__Written instruction__. Express the rows starting at the line containing "Find every instance of the wooden mast" and ending at the line containing "<point>167,56</point>" as a Markdown table with the columns Row and Line, numbering each row and omitting blank lines.
───── Data
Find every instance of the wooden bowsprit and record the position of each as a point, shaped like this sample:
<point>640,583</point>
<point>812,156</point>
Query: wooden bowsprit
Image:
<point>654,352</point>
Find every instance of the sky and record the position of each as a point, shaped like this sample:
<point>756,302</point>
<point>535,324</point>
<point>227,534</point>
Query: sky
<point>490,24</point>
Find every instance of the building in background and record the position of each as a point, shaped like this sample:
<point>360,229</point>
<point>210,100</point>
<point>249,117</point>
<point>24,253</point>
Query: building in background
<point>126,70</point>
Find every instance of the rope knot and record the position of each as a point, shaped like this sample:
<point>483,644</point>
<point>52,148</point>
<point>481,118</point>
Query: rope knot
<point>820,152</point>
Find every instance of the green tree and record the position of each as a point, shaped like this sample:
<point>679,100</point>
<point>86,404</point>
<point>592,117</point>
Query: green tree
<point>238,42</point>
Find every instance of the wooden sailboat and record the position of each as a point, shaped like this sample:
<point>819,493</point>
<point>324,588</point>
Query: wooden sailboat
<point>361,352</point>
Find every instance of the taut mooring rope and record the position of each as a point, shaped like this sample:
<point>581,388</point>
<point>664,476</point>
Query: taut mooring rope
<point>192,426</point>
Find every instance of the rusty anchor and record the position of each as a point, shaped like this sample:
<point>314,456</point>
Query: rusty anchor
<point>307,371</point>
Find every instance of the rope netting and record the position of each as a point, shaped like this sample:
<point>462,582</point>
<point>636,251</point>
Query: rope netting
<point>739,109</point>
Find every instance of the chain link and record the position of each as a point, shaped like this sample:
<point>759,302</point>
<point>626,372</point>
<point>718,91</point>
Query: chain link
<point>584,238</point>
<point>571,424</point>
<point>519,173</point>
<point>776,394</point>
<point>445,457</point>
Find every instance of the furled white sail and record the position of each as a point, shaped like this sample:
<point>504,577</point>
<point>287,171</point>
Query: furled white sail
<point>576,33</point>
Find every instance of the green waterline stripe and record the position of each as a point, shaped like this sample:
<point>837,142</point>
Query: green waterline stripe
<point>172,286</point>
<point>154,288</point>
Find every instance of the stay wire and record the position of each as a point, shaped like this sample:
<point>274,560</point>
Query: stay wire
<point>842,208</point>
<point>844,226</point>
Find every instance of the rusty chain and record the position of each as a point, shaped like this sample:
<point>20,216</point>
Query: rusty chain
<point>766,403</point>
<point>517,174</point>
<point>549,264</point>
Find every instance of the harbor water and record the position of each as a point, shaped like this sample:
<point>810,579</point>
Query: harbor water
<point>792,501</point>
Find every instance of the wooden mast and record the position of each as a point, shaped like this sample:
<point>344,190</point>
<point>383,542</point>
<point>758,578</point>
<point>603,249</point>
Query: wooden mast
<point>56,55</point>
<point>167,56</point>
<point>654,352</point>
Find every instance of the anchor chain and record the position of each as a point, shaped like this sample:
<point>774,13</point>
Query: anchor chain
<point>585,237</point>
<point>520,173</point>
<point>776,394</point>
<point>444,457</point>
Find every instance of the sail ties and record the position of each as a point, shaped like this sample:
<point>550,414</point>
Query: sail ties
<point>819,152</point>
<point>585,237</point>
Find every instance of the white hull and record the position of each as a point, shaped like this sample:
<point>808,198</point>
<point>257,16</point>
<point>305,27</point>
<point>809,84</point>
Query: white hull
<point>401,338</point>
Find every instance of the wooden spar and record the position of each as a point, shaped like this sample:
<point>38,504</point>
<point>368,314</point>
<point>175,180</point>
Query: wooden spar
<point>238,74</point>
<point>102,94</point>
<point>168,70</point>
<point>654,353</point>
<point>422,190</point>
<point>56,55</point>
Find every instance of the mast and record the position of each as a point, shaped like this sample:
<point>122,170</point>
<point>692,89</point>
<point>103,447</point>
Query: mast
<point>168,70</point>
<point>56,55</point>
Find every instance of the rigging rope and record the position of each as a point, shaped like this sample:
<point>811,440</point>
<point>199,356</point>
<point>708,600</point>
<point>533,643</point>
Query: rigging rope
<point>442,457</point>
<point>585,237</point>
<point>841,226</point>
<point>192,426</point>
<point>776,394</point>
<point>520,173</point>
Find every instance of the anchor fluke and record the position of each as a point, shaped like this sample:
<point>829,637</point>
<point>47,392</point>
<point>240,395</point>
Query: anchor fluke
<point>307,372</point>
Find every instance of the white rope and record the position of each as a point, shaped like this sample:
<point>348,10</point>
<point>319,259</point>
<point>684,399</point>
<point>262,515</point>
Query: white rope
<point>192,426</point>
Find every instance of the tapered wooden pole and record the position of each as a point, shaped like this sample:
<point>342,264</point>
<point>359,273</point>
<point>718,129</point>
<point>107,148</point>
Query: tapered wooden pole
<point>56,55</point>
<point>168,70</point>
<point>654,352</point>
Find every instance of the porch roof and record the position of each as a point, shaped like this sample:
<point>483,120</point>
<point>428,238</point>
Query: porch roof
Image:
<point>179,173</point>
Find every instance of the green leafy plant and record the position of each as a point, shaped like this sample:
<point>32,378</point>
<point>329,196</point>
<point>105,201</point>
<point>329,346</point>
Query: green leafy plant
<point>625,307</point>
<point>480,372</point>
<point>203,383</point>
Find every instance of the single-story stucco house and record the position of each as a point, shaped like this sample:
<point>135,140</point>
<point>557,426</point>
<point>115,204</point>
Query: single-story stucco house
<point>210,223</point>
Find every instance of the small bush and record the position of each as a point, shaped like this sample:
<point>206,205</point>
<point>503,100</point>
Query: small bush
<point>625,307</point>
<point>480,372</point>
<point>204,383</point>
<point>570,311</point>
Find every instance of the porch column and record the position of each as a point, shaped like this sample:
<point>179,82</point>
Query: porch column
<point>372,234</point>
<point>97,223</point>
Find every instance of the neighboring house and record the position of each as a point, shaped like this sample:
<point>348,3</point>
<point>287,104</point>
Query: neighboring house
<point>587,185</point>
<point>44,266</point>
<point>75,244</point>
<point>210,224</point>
──────────
__Solution for this problem__.
| Row | Line |
|---|---|
| 1 | Find every instance of the wooden mast and record the position of each as a point, shaped like this sample: |
| 2 | <point>344,190</point> |
| 3 | <point>383,542</point> |
| 4 | <point>758,578</point> |
| 5 | <point>603,249</point> |
| 6 | Query: wooden mast |
| 7 | <point>56,55</point> |
| 8 | <point>167,56</point> |